"""

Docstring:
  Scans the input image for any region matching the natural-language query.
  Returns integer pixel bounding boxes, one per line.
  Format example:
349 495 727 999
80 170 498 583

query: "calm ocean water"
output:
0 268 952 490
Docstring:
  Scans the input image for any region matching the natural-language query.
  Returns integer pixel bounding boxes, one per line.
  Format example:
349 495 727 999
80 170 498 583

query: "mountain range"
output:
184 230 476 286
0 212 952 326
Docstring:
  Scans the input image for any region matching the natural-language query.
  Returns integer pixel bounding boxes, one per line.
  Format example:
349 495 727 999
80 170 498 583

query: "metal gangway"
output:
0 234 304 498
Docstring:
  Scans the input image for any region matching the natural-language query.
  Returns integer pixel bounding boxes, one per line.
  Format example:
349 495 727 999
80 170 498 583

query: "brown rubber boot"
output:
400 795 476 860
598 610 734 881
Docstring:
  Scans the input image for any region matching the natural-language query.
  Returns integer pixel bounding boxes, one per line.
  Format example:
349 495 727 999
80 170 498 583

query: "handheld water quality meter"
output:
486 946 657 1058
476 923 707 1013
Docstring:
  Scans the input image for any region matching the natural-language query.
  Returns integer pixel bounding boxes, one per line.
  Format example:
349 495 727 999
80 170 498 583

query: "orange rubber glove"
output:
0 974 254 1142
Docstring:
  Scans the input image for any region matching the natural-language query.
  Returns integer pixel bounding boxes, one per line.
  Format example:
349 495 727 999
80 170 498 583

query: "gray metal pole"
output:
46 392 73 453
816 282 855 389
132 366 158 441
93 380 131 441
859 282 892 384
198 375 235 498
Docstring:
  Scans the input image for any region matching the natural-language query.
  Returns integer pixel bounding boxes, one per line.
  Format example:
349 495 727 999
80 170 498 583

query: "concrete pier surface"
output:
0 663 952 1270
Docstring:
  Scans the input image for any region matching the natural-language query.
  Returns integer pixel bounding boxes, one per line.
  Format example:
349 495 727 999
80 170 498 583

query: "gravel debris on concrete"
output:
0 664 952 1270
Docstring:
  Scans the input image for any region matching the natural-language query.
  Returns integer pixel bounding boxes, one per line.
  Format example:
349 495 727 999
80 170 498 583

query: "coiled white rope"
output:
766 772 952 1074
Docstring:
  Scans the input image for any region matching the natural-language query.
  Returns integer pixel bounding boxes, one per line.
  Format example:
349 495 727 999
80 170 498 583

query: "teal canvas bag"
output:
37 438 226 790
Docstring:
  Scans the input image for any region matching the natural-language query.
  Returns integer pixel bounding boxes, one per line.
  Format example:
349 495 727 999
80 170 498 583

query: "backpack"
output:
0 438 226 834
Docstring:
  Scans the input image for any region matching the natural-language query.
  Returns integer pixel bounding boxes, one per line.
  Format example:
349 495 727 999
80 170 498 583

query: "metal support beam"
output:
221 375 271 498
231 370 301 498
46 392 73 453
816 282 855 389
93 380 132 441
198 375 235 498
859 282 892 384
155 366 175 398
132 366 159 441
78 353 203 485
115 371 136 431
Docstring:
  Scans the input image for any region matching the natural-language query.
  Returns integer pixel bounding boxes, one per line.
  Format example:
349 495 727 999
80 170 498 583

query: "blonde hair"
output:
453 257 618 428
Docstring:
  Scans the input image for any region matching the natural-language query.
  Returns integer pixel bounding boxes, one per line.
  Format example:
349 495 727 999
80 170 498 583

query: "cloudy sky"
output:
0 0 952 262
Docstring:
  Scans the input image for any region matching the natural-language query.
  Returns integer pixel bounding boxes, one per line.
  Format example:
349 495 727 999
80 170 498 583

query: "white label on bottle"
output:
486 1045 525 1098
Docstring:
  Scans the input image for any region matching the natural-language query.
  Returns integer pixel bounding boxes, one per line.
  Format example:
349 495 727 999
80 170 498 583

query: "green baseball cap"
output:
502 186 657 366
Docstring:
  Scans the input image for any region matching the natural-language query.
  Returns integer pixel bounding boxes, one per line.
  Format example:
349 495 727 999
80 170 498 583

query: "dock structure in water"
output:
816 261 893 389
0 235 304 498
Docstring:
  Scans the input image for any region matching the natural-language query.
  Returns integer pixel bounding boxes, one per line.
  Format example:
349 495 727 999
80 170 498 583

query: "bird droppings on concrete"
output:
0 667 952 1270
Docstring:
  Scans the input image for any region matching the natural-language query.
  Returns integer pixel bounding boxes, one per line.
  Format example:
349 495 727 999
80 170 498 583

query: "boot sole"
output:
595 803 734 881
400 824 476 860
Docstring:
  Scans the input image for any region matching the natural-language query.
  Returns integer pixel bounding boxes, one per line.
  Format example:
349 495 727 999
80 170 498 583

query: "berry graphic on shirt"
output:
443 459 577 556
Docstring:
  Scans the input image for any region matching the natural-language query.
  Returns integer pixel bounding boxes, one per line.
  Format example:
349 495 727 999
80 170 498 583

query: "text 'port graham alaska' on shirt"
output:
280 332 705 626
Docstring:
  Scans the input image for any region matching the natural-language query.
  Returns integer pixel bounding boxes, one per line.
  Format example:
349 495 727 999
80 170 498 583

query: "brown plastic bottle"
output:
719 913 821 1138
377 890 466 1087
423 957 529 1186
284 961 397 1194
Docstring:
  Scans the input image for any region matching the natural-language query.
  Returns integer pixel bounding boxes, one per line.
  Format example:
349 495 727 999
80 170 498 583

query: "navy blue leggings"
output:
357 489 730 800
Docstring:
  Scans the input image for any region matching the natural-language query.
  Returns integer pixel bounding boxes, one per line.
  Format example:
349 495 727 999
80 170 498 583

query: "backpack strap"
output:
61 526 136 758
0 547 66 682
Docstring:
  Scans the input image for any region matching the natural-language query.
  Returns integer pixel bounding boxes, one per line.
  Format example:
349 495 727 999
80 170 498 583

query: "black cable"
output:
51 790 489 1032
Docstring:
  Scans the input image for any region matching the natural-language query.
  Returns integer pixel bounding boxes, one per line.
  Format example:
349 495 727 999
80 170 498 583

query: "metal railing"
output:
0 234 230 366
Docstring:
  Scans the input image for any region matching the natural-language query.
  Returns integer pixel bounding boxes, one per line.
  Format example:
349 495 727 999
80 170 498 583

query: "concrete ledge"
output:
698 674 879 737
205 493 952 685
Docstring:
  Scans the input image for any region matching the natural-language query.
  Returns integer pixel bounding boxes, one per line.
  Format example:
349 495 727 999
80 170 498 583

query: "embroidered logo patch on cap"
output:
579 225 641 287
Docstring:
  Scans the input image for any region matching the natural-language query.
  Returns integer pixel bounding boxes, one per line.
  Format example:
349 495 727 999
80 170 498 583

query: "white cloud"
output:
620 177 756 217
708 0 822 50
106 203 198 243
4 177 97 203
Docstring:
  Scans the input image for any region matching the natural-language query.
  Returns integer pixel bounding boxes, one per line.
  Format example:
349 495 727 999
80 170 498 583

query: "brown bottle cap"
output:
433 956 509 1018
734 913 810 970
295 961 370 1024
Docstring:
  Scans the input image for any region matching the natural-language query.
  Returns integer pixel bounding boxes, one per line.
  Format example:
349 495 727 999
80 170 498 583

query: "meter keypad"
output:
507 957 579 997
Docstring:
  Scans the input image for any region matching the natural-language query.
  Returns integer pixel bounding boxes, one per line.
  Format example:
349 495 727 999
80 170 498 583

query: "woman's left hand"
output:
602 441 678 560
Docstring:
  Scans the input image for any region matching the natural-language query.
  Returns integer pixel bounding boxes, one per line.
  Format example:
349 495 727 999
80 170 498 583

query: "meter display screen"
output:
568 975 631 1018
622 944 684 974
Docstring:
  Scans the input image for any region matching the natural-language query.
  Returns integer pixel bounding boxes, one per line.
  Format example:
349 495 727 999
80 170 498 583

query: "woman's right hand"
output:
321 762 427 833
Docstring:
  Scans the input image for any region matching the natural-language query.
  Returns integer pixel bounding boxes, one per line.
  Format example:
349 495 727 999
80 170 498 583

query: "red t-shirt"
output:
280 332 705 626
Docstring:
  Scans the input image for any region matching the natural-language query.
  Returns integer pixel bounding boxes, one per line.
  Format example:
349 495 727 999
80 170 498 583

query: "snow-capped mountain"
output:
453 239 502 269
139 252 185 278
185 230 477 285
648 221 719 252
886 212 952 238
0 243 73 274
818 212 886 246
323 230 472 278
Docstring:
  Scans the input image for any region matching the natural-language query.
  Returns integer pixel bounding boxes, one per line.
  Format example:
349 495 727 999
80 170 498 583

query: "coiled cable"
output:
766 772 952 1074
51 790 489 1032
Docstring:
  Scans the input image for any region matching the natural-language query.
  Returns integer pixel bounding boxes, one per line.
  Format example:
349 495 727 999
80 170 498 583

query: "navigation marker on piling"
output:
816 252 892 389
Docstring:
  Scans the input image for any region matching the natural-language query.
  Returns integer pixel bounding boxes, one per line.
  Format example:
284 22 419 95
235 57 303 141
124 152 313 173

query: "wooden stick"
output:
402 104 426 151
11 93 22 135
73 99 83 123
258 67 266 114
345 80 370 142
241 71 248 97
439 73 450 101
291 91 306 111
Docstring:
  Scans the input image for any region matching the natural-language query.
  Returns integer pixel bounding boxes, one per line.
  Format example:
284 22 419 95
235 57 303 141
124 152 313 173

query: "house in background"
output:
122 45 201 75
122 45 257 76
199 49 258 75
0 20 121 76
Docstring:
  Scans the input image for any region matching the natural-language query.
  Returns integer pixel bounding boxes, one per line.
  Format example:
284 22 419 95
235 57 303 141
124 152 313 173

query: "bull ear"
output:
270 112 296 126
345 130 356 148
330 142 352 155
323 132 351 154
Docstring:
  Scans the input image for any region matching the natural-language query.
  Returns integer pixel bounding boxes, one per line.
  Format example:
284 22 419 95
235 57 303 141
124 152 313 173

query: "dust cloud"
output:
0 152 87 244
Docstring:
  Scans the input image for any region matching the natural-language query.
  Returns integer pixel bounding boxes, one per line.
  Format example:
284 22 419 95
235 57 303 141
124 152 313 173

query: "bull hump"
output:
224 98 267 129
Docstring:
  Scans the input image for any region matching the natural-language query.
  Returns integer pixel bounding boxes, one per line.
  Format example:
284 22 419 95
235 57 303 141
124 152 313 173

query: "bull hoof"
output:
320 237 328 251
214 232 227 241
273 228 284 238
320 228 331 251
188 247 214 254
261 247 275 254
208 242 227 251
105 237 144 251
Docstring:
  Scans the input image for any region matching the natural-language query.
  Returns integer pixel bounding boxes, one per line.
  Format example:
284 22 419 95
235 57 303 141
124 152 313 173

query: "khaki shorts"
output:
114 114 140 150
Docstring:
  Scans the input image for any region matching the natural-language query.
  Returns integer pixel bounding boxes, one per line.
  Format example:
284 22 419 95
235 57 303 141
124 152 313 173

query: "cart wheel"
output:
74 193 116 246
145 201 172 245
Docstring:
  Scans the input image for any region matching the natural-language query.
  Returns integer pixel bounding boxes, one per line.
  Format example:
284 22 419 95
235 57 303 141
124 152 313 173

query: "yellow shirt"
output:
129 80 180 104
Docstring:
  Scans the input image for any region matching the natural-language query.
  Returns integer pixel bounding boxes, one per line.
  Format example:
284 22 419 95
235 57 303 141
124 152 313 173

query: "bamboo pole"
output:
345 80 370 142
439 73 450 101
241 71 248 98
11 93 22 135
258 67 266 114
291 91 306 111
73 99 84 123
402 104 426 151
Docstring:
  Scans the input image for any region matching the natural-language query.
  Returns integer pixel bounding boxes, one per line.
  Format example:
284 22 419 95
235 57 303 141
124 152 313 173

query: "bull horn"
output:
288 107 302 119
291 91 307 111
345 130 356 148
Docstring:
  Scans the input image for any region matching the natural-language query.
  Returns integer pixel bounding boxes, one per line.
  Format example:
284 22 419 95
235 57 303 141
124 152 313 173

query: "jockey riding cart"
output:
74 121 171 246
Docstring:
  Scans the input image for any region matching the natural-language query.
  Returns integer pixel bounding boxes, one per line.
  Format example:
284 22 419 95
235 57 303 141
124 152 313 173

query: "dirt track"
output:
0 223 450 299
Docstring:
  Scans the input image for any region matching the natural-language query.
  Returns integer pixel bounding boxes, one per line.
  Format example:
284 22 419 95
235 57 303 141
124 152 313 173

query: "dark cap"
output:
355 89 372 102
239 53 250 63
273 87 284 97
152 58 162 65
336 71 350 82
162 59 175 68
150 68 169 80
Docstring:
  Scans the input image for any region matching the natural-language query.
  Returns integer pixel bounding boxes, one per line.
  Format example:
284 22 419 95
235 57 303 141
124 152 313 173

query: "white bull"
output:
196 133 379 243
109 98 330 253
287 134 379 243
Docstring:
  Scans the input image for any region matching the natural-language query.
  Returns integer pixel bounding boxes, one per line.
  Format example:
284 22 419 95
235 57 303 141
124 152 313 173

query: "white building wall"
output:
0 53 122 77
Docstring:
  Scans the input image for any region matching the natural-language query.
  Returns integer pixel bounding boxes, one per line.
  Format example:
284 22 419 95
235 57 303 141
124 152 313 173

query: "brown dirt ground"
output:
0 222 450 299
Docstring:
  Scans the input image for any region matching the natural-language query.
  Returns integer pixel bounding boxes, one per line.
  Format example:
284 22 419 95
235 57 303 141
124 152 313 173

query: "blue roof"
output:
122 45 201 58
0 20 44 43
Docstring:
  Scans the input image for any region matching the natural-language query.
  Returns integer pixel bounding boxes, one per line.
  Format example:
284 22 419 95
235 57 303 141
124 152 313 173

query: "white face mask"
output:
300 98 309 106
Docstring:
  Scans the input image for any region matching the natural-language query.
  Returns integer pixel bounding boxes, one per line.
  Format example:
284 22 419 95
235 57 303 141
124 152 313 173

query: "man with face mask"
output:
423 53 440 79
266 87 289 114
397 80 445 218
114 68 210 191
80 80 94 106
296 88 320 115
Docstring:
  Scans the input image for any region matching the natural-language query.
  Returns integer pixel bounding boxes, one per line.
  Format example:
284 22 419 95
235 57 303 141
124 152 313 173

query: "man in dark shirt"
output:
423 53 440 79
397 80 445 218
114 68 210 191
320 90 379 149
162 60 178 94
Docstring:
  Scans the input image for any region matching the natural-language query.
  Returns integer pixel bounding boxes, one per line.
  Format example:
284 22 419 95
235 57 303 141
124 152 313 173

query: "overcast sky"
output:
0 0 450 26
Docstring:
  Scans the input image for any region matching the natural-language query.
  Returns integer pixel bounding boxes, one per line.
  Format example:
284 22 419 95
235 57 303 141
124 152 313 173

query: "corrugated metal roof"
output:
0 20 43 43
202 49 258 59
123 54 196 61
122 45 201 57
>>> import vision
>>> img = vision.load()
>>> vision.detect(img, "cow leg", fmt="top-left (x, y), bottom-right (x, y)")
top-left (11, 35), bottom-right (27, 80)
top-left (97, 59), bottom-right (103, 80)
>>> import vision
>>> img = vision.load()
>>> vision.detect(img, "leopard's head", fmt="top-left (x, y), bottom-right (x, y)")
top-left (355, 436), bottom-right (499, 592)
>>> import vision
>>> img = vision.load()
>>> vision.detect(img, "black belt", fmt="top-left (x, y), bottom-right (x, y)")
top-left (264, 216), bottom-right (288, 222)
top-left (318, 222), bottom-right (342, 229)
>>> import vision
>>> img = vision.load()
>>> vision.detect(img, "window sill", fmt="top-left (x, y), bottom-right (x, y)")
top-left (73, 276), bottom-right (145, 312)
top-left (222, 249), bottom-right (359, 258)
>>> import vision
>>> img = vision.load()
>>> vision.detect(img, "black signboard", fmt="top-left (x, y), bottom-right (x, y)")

"""

Set problem >> Copy the entries from the very beginning through the line that contains "0 664 952 1270", substituting "Searches" for every "Scans" and changing nothing else.

Finished answer >>
Docstring:
  Searches the input image for any region matching the natural-language query.
  Returns integer pixel bounding boxes, one per line.
  Format example:
349 495 727 999
80 170 498 583

query: "calm ocean water"
output:
0 268 952 490
Docstring:
  Searches the input image for any region matching the natural-language query.
  Returns integer pixel bounding boxes, one per line.
  Format example:
349 495 727 999
80 170 498 583

query: "mountain range"
output:
184 230 476 286
0 212 952 326
Docstring:
  Searches the input image for any region matching the natural-language query.
  Returns integer pixel bounding boxes, one per line.
  Format example:
349 495 727 999
80 170 498 583

query: "metal gangway"
output:
0 234 304 498
Docstring:
  Searches the input image for any region matching the natural-language query.
  Returns integer pixel bounding boxes, one per line.
  Format example:
349 495 727 999
80 170 498 583

query: "brown rubber boot"
output:
400 795 476 860
598 610 734 881
Docstring:
  Searches the input image for any region matching the natural-language query.
  Returns integer pixel bounding boxes, one per line.
  Format example:
349 495 727 999
80 170 498 583

query: "handheld water quality meter"
output:
486 946 657 1058
476 923 707 1013
Docstring:
  Searches the input image for any region matching the natural-language query.
  Returns integer pixel bounding boxes, one per line.
  Format example:
349 495 727 999
80 170 498 583

query: "orange rubber glove"
output:
0 974 254 1142
Docstring:
  Searches the input image for any region matching the natural-language query.
  Returns integer pixel bounding boxes, one per line.
  Format example:
349 495 727 999
80 170 498 583

query: "gray metal pole"
output:
46 392 73 453
816 282 855 389
132 366 158 441
93 380 131 441
859 282 892 384
198 375 235 498
Docstring:
  Searches the input image for any region matching the natural-language query.
  Returns integer pixel bounding boxes, one per line.
  Format example:
349 495 727 999
80 170 498 583

query: "concrete pier surface"
output:
0 663 952 1270
Docstring:
  Searches the input image for any region matching the natural-language query.
  Returns integer pixel bounding boxes, one per line.
  Format example:
349 495 727 999
80 170 498 583

query: "gravel debris on concrete"
output:
0 664 952 1270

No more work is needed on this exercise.